=== To be done ===
Copy out every line of the material below word for word.

Location labeling records
::::::::::

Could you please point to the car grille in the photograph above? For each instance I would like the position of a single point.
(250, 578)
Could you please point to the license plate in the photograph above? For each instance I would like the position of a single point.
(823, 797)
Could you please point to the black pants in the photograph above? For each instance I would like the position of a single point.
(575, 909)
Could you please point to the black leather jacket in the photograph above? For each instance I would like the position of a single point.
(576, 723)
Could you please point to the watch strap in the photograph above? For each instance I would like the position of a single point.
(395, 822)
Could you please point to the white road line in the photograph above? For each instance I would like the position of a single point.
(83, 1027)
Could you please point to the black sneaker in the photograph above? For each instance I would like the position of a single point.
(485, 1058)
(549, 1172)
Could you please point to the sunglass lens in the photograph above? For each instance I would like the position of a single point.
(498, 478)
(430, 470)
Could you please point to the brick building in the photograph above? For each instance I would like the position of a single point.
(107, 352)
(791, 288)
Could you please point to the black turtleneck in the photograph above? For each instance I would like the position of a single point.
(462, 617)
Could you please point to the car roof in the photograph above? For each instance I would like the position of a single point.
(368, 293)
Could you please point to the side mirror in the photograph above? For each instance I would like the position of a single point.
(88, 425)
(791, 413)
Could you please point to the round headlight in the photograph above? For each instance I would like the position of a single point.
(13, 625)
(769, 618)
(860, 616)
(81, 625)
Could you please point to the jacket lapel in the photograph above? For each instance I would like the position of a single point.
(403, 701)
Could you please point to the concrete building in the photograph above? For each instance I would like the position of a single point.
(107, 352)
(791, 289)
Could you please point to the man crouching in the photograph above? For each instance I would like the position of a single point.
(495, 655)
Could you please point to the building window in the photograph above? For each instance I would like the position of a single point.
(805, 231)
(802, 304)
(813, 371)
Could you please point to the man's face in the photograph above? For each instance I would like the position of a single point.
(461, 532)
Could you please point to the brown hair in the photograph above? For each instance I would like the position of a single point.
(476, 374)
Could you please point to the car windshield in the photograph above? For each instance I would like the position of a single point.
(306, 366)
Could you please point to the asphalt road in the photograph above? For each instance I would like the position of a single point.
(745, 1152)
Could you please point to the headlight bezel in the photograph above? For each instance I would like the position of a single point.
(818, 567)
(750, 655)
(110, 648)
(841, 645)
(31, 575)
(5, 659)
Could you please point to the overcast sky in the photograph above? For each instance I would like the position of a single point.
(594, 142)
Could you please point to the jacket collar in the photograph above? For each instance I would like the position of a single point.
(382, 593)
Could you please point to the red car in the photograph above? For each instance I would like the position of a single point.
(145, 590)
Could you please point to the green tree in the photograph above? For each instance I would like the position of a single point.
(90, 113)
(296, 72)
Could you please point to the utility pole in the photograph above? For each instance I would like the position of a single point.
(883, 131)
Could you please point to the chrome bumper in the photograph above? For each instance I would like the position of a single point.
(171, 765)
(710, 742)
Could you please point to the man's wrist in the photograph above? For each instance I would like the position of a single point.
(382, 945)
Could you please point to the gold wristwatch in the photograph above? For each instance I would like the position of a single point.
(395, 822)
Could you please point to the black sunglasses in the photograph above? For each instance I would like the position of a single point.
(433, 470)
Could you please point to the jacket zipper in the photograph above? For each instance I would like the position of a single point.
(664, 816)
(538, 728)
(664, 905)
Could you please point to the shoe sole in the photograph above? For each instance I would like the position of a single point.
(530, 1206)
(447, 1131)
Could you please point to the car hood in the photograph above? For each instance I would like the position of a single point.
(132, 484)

::::::::::

=== Exercise result ===
Could you please point to the car grille in the photograph above? For each instance I would like the position of a single point.
(250, 578)
Could you please point to the license plate in the photograph above? For each instance I would like the position of a single point.
(823, 797)
Could you please point to the black pants in the photograph above? For each instance I would like the position of a single point.
(575, 909)
Could you please point to the black leather jacket in the photograph above? For each instance I would like the position of a single point.
(576, 723)
Could you please point to the watch strap in the photograph above? For each instance I would like the position of a single point.
(395, 822)
Could you please point to the white road line in the photograph above? For each instance I would like the position of a single point.
(83, 1027)
Could you please point to the black sneaker in the photograph above? For each instance I would like the position of a single point.
(485, 1058)
(549, 1172)
Could you please point to the sunglass lens in the photograph above? For each instance I would like the position of a single point.
(498, 478)
(430, 470)
Could you please point to the brick building in the photograph above? For each instance I would like the position of a single point.
(107, 352)
(791, 288)
Could you please point to the black turtleneck in the photograph above? For each instance I would like the position of a single point.
(462, 617)
Could you please point to the car roof in the photograph above? For each instance I would like the position of a single point.
(368, 293)
Could you please point to the side mirror in the photograph above? For each instance I would like the position of a single point.
(88, 425)
(791, 413)
Could you please point to the round headlight in the photograph above? For each instance I would like the position of a single point.
(13, 625)
(769, 618)
(860, 616)
(81, 625)
Could you please point to the jacket lapel in the photograph above? For each instance I would like the position of a single point.
(403, 701)
Could you please point to the concrete building in the photograph above? For each instance I would like the position of a single point.
(107, 352)
(791, 289)
Could you please point to the man crouching in the photograph above? For each instance I would like the position of a single point.
(495, 655)
Could you please point to the building window in the photograph above? For each instance I would like the position of a single point.
(805, 231)
(802, 304)
(813, 371)
Could you please point to the man's face in the photograph above? For each instance I would like the position of a single point.
(461, 532)
Could you please point to the brown hair in the photograph above? For each instance I would like the position of a single point.
(476, 374)
Could you please point to the car windshield in the photograph above? For each instance I would like the position of a single point.
(306, 366)
Could you please point to the asphalt road in the photograph above? For each instance I would like the position of a single point.
(745, 1152)
Could you please point to the headlight bezel in the photograph above? For each instance I would like the position of a single point.
(818, 567)
(750, 655)
(110, 648)
(841, 645)
(31, 575)
(5, 659)
Could you please point to the overcast sky in the photograph above? For each instance I would like the position of a single point.
(594, 142)
Could you please point to the jacket collar in the photograph above? For each instance I would like the position of a single point.
(382, 593)
Could you please point to the red car in the photograph above? For each instance I would like the position of a single point.
(145, 590)
Could you please point to the green tree in the photograph above? For each instance I would like the position of a single point.
(90, 113)
(296, 72)
Could you please point to the utility pole in the photograph above? For each instance I would like the position of a single point.
(883, 131)
Could you please point to the chrome bumper in the photograph above? For each instance I would like the position of a single point.
(171, 765)
(710, 742)
Could you please point to the man's wrist in the photograph above? For each instance I would like the position of a single point.
(382, 945)
Could you please point to the gold wristwatch in the photograph above? For each instance I would like the position of a single point.
(395, 822)
Could you please point to the black sunglasses in the photograph above? For each instance I would like the position of a single point.
(433, 470)
Could you please point to the jacket zipper in the photograph above? For each instance I would like the position of a single point.
(664, 816)
(538, 728)
(664, 905)
Could you please point to the shoe sole in the photograph above? For each instance I would like the position of a single point.
(530, 1206)
(447, 1131)
Could you please point to the car hood in the photograph above? For each instance I would like the position of a single point.
(132, 484)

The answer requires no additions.